━━━ Material for the task ━━━

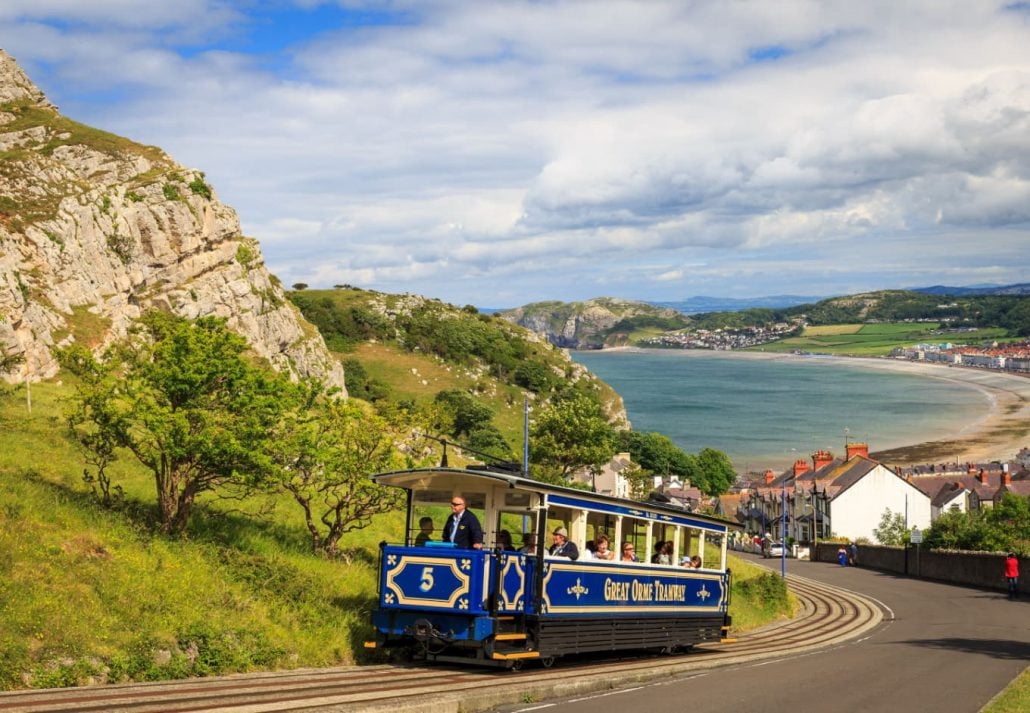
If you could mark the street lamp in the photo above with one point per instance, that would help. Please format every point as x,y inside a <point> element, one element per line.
<point>783,530</point>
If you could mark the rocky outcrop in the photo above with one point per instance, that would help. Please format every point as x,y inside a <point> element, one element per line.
<point>96,229</point>
<point>590,325</point>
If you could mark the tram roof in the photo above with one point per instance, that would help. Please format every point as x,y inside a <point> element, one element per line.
<point>422,477</point>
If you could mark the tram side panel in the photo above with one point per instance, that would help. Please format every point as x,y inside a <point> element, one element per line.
<point>447,600</point>
<point>609,606</point>
<point>447,597</point>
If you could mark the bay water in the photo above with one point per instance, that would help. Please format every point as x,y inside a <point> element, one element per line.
<point>766,412</point>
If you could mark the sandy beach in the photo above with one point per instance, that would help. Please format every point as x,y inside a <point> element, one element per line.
<point>997,437</point>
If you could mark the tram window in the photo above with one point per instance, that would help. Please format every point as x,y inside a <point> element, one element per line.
<point>516,500</point>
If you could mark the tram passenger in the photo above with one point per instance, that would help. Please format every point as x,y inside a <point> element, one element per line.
<point>662,552</point>
<point>425,532</point>
<point>462,527</point>
<point>562,547</point>
<point>628,552</point>
<point>602,549</point>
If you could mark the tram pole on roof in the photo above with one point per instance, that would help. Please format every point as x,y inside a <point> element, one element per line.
<point>525,438</point>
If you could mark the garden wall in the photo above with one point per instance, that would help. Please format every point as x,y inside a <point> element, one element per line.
<point>968,569</point>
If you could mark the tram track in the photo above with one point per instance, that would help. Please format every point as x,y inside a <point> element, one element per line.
<point>827,616</point>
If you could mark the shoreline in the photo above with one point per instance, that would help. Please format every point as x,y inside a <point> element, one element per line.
<point>998,436</point>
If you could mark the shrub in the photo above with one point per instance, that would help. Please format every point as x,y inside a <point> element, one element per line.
<point>200,188</point>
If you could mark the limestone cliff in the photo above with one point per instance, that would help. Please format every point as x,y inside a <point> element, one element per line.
<point>594,324</point>
<point>96,229</point>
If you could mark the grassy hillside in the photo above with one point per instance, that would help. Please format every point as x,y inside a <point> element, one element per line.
<point>410,348</point>
<point>1007,312</point>
<point>873,340</point>
<point>91,595</point>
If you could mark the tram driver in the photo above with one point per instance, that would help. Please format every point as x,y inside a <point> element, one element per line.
<point>562,547</point>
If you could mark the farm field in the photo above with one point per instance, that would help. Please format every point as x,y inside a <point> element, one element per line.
<point>874,340</point>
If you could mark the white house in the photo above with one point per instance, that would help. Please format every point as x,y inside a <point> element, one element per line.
<point>862,489</point>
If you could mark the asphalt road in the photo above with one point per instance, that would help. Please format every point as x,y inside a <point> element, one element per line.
<point>940,649</point>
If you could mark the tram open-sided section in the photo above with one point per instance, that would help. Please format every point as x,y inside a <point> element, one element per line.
<point>496,605</point>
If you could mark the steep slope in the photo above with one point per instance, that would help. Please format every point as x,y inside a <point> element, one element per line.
<point>594,324</point>
<point>96,229</point>
<point>416,347</point>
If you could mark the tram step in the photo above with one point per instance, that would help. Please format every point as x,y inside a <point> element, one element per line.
<point>515,654</point>
<point>509,637</point>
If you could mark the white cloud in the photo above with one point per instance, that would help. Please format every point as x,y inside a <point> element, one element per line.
<point>506,150</point>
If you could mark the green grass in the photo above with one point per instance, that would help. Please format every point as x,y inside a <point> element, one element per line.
<point>758,596</point>
<point>1015,699</point>
<point>90,595</point>
<point>873,340</point>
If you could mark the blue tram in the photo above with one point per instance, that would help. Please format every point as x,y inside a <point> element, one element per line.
<point>500,606</point>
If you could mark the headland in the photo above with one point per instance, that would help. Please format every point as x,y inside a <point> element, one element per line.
<point>998,436</point>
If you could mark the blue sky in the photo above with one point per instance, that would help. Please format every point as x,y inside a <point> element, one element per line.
<point>503,153</point>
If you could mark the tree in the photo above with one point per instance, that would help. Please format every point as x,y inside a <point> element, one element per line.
<point>572,434</point>
<point>656,453</point>
<point>892,531</point>
<point>323,455</point>
<point>96,419</point>
<point>462,414</point>
<point>488,440</point>
<point>182,399</point>
<point>1003,528</point>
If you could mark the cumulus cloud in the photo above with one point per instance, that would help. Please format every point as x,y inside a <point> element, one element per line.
<point>501,153</point>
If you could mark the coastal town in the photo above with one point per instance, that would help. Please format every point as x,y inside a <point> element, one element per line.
<point>837,497</point>
<point>723,339</point>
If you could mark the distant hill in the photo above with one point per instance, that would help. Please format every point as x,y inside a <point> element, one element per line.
<point>408,347</point>
<point>606,321</point>
<point>701,303</point>
<point>597,323</point>
<point>1021,289</point>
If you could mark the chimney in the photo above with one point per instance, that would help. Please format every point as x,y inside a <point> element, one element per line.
<point>858,449</point>
<point>820,459</point>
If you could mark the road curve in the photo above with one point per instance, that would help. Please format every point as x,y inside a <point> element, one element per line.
<point>828,615</point>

━━━

_Written problem_.
Rewrite the items, beginning at the line that contains "If you could mark the tram driver" and stopping after the line that contains "<point>862,489</point>". Keep every line, and increase each coordinate in the answers by 13.

_Result below_.
If you could mark the tram driver in the photo above with one point per instance, that would help. Please format every point as x,y inside a <point> element, one element per line.
<point>575,560</point>
If you could mark the farm field in the photo above with one point per instance, that would help. Please format every point as x,y inside a <point> element, one element per line.
<point>887,353</point>
If you could mark the white house in the photo above with one point per instance, that would help. Please format every point as x,y inside a <point> element, one element per line.
<point>875,502</point>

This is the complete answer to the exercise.